*DATA SHOWN:*

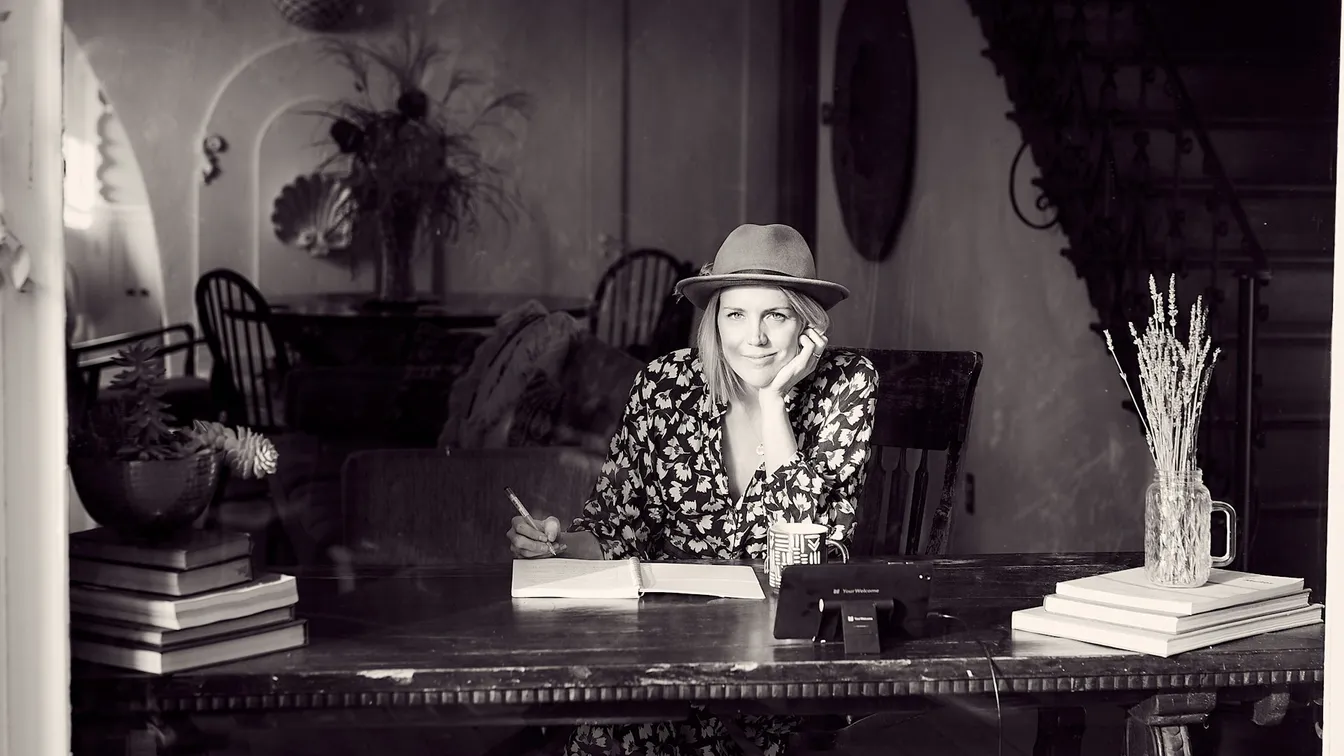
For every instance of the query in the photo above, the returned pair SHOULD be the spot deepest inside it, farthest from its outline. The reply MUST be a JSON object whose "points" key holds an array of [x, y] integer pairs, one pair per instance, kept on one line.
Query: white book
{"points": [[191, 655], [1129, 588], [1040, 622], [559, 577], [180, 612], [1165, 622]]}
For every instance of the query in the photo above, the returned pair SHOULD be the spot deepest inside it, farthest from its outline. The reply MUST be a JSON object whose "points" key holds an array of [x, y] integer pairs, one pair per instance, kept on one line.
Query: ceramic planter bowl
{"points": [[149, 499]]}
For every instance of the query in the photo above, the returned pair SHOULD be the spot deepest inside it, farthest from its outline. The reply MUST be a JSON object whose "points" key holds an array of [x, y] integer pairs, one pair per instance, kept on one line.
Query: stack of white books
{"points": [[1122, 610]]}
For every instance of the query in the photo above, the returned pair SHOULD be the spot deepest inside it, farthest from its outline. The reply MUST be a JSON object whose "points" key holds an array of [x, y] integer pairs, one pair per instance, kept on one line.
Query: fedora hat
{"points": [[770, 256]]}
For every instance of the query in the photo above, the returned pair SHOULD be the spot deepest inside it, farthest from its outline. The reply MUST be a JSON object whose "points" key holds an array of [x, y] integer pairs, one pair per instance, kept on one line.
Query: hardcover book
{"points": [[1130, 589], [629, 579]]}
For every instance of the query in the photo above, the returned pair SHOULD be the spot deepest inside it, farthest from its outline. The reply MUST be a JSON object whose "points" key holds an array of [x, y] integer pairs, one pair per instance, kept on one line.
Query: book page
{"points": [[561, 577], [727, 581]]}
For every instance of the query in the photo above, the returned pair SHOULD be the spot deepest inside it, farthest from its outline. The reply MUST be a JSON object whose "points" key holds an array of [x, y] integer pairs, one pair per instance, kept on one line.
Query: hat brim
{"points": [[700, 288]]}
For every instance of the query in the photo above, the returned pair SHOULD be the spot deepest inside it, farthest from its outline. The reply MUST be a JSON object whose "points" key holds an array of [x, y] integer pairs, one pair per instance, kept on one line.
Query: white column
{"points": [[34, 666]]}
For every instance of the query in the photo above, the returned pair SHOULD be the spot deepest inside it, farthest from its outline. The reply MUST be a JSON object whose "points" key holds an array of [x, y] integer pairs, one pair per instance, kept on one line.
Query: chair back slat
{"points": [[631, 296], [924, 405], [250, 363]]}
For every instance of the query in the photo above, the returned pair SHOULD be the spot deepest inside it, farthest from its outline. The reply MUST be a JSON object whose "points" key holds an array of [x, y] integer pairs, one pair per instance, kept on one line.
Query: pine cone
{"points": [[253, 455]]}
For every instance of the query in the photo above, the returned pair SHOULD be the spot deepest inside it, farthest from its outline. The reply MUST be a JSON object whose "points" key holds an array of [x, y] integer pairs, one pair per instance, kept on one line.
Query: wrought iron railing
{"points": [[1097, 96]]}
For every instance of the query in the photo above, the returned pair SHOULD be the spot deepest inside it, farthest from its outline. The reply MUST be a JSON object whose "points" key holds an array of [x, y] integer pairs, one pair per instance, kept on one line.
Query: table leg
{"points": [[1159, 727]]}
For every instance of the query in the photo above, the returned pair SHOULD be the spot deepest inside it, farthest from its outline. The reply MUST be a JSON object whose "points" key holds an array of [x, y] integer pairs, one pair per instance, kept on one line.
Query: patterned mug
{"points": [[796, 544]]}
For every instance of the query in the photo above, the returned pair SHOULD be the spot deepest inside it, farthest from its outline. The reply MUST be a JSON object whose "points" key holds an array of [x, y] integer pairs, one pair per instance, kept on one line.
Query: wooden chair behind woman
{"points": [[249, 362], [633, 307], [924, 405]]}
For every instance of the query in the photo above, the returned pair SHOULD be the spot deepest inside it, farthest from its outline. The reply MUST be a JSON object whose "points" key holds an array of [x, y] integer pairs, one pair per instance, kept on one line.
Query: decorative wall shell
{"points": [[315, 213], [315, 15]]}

---

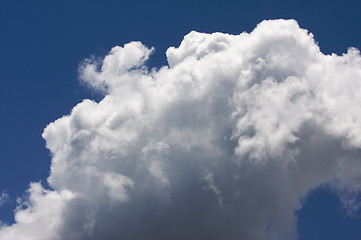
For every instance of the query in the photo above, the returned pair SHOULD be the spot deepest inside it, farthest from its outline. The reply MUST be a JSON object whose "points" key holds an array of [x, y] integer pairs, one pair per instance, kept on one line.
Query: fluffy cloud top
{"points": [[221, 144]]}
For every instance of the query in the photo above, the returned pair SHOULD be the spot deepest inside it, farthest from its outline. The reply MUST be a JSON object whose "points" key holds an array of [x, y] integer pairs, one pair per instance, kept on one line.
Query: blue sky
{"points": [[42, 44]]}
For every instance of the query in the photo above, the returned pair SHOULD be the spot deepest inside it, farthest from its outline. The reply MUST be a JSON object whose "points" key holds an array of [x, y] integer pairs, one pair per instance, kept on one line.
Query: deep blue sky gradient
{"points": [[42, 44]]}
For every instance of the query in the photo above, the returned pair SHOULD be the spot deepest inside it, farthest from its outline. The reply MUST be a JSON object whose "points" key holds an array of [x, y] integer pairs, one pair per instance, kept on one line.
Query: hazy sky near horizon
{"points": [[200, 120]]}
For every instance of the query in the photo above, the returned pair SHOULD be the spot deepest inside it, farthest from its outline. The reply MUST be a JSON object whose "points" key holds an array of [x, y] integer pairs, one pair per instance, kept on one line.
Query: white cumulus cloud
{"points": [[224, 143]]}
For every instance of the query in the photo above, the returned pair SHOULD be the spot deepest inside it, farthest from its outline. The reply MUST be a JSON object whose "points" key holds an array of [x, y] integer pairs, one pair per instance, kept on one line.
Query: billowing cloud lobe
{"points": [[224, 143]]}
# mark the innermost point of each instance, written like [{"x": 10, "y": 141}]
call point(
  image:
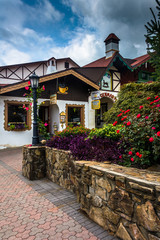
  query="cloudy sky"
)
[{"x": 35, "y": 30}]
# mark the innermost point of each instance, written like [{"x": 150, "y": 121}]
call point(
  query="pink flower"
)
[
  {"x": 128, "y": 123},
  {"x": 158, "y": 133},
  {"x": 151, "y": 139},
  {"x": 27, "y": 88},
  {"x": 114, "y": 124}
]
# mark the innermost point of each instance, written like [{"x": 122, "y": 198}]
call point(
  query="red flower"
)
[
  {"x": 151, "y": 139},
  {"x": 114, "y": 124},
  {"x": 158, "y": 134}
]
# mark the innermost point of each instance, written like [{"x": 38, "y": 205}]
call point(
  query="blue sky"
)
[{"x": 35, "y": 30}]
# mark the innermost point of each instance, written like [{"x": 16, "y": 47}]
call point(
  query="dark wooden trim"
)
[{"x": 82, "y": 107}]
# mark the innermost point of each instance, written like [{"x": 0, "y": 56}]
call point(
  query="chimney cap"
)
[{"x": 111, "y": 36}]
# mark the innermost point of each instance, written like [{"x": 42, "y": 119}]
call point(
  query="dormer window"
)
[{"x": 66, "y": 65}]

*ABOUT THIS TASK:* Where in the listing does the string "mark" appear? Copy every line that has it.

*SOLVED EXERCISE:*
# mark the innermost point of each instance, written like [{"x": 10, "y": 141}]
# mark the innermost point of each instance, written like [{"x": 150, "y": 121}]
# mark the innermost point of each instance, written like [{"x": 122, "y": 198}]
# mark the innermost point of each instance, written like [{"x": 38, "y": 205}]
# mark the innermost point of each instance, written like [{"x": 16, "y": 47}]
# mark the innermost point of each instance, written like [{"x": 0, "y": 56}]
# mark the innermost point of each instance, written like [{"x": 42, "y": 119}]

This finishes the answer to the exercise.